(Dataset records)
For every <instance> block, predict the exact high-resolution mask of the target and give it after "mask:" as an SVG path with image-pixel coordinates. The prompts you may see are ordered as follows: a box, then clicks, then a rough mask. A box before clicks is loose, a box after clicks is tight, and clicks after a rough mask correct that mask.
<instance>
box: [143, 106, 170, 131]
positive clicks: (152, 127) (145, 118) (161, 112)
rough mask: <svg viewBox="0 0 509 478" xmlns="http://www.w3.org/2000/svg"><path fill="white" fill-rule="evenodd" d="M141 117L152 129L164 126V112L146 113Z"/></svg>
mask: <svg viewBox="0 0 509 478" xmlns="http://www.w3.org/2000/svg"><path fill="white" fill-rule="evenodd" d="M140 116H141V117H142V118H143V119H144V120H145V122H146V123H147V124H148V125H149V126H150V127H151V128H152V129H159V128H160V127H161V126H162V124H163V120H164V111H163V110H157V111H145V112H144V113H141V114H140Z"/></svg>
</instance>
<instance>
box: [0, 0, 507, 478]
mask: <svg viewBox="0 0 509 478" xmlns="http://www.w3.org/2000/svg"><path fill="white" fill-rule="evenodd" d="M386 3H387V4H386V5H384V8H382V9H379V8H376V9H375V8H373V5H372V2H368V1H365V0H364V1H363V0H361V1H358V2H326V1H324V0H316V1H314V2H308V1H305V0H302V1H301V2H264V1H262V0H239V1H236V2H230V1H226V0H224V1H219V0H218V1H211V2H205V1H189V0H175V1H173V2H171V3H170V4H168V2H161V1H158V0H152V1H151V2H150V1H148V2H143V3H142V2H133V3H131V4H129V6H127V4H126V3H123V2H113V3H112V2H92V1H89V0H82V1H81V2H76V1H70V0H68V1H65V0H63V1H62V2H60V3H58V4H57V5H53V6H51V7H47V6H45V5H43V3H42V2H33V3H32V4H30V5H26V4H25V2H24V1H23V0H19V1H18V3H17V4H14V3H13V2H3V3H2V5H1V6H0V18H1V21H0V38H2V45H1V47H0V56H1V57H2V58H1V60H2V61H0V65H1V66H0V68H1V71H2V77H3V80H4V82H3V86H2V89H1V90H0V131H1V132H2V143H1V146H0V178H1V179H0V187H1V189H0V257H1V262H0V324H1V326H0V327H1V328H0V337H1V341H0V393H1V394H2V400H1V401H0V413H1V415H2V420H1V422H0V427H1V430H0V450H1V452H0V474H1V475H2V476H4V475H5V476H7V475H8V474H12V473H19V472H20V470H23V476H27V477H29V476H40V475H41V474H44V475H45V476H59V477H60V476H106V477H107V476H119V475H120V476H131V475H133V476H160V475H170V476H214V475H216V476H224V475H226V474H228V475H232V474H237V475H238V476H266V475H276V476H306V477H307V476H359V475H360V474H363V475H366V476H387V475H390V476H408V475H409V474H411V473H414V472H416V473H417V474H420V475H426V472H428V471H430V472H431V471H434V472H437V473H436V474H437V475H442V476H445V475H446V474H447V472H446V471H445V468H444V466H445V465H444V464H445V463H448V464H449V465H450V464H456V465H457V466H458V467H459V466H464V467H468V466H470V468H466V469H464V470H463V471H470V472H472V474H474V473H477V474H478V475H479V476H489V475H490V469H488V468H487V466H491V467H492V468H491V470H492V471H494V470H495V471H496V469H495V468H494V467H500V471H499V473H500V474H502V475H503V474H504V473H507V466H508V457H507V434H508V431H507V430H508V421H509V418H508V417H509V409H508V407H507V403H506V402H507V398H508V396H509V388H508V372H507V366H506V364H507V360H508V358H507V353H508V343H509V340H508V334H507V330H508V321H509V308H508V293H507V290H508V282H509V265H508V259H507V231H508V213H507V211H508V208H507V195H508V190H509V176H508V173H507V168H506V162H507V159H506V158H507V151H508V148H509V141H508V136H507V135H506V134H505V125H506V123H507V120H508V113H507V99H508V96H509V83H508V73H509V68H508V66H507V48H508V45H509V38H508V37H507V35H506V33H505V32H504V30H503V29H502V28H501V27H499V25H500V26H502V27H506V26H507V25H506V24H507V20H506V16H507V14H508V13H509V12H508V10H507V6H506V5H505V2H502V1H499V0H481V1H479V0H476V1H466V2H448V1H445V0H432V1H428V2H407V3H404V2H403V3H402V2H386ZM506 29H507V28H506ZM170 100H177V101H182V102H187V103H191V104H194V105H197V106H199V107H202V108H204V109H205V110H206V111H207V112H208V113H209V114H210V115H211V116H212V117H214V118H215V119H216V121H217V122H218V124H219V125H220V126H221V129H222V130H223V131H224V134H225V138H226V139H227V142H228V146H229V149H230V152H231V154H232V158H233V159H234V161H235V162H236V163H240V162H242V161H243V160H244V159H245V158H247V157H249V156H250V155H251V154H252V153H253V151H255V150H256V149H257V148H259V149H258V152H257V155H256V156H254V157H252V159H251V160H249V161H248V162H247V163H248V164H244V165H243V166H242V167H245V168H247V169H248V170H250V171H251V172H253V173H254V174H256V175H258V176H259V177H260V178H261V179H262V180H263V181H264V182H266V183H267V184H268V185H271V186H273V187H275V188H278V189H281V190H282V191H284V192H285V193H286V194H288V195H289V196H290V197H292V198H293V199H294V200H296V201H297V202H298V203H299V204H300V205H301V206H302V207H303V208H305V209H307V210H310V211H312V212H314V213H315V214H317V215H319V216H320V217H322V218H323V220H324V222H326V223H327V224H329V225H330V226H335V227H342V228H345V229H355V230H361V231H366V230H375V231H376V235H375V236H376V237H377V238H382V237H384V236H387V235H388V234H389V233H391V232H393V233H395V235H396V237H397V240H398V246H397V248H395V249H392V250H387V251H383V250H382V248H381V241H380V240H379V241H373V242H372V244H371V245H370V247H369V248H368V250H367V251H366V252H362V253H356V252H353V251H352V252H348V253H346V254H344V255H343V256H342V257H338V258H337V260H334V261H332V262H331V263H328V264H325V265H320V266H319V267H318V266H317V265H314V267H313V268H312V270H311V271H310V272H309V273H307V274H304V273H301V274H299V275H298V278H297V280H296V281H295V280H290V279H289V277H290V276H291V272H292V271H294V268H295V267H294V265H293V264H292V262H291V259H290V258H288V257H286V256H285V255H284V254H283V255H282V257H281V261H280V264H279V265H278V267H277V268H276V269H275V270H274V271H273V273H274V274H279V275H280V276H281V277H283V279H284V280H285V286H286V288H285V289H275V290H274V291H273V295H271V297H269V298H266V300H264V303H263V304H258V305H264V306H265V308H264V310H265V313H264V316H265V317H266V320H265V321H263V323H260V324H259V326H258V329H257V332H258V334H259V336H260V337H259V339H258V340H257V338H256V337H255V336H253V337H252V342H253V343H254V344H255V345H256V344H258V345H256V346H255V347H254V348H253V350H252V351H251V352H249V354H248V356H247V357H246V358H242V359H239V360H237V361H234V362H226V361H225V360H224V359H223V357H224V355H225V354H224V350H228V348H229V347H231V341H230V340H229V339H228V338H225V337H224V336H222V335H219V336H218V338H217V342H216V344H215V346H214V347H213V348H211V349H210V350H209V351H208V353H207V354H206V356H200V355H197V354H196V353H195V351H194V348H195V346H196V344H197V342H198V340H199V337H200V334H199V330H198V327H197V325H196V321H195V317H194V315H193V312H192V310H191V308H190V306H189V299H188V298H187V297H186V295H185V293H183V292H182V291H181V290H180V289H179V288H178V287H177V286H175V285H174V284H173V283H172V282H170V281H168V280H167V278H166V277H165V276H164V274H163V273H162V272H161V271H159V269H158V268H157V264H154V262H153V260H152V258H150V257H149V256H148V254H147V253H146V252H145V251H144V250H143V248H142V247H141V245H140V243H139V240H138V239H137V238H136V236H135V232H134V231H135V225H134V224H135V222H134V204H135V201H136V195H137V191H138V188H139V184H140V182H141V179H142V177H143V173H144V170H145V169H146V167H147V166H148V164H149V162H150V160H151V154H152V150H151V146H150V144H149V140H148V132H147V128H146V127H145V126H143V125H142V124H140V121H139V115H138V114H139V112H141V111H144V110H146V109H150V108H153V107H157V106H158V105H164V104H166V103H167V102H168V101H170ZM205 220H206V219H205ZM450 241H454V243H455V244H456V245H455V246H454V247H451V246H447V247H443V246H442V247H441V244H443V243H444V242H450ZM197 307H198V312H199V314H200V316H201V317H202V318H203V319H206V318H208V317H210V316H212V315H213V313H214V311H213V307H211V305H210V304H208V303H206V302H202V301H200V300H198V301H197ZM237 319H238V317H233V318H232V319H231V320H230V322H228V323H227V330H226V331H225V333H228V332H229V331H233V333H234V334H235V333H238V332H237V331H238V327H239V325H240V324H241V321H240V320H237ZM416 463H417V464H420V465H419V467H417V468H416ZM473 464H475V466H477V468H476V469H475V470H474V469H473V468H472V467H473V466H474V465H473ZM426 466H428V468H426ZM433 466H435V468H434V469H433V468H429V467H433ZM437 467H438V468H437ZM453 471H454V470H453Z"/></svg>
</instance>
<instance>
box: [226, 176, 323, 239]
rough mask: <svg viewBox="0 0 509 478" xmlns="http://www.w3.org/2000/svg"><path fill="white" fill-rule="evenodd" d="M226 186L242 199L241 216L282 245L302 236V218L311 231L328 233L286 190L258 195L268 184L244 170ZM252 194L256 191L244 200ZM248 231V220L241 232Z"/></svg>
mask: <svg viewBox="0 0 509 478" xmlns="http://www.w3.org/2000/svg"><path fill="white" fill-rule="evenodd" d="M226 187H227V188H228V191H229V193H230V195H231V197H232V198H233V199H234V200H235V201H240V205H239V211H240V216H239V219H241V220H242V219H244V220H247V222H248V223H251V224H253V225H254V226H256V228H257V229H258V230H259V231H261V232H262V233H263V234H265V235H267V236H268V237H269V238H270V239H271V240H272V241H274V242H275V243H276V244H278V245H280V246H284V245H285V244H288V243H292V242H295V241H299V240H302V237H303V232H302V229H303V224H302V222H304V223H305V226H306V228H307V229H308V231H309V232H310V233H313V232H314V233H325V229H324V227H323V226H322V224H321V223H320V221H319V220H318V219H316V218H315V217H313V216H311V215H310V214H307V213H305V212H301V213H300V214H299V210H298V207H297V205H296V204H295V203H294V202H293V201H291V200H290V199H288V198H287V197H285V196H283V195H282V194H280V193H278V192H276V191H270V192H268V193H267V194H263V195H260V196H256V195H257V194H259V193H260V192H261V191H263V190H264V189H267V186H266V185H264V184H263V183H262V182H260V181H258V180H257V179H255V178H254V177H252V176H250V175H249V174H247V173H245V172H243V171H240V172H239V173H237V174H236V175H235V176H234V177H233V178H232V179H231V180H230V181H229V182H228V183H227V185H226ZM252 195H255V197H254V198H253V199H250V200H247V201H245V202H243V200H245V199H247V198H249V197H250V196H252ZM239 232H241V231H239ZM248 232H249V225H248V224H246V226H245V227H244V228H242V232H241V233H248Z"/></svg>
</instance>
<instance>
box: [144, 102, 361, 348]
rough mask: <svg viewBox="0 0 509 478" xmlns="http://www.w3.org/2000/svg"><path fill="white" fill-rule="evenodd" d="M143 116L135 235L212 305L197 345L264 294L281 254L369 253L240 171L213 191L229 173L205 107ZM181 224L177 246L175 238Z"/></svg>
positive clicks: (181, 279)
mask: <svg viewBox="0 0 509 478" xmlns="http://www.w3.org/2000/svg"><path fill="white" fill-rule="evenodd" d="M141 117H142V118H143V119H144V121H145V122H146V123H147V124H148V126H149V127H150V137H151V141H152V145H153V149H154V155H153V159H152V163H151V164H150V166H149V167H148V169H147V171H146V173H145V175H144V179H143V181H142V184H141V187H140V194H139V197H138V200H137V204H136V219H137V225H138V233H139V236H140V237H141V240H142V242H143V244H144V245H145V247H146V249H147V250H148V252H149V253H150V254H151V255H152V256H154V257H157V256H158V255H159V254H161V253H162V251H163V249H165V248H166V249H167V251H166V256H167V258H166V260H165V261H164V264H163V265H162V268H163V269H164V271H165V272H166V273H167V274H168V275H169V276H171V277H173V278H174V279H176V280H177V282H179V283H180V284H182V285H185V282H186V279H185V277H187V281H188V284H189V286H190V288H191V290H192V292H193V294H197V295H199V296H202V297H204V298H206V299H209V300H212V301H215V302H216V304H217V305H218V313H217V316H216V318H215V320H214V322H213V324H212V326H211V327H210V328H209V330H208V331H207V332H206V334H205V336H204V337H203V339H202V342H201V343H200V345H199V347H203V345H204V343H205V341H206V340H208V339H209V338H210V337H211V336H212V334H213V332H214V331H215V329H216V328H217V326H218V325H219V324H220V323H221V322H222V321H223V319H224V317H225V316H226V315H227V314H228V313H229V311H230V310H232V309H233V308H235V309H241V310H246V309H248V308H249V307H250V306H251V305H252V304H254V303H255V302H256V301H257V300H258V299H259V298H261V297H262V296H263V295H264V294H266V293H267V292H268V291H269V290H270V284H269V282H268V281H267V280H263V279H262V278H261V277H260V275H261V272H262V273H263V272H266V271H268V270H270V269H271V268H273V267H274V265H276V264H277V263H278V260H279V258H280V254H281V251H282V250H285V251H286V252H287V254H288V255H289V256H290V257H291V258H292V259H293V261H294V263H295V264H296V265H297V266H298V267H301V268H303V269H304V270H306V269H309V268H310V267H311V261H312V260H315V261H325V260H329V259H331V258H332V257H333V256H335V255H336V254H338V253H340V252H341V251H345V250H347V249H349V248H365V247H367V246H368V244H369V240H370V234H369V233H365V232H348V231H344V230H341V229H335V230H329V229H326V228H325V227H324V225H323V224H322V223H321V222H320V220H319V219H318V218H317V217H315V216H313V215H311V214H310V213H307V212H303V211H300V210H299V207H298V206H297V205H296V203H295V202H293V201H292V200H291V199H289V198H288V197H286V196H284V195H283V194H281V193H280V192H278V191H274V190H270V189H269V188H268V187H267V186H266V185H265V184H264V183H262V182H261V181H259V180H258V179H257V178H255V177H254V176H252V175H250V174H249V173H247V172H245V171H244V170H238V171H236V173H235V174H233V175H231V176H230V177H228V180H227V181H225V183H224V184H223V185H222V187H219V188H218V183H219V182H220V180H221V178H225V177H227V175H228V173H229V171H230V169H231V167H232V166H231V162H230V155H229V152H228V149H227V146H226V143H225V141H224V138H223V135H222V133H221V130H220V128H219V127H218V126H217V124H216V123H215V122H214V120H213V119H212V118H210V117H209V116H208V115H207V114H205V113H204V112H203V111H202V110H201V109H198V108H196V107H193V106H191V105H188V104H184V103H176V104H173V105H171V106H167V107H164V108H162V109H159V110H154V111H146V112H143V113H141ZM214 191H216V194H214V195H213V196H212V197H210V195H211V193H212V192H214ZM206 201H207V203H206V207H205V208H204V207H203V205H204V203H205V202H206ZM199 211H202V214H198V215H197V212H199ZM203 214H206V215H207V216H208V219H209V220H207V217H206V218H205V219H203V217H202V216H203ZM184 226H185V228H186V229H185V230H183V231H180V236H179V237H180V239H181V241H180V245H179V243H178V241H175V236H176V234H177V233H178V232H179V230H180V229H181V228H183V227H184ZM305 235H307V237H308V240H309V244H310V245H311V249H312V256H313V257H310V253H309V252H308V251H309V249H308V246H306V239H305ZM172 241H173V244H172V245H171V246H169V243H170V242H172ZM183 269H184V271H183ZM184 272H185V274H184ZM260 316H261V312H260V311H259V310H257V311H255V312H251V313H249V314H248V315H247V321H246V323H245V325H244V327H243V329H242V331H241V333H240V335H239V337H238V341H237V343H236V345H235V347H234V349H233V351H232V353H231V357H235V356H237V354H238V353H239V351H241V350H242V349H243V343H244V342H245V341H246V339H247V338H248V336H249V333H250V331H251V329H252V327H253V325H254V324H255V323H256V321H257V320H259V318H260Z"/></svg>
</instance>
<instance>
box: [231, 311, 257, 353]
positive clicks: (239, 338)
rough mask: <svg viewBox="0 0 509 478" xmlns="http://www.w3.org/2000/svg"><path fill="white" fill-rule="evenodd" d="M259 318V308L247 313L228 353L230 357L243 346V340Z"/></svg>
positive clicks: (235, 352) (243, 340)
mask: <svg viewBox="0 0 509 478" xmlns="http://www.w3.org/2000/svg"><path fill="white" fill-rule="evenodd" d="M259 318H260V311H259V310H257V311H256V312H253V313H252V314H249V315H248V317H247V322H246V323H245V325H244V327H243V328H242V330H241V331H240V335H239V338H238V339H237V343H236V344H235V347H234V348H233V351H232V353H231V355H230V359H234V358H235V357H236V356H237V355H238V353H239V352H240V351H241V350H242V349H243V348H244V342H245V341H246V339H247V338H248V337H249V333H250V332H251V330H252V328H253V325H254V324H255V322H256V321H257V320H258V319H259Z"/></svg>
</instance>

> **About this task**
Where a line of the records has the string "clicks", return that line.

> **Result for this exercise**
For every <instance> block, predict the exact high-resolution mask of the target and give it after "mask:" as an SVG path with image-pixel coordinates. The prompts you may see are ordered as follows: a box, then clicks, then a rough mask. A box before clicks is loose, a box after clicks is tight, and clicks after a rough mask correct that mask.
positive clicks: (152, 127) (145, 118) (161, 112)
positive clicks: (181, 279)
positive clicks: (239, 338)
positive clicks: (235, 352) (243, 340)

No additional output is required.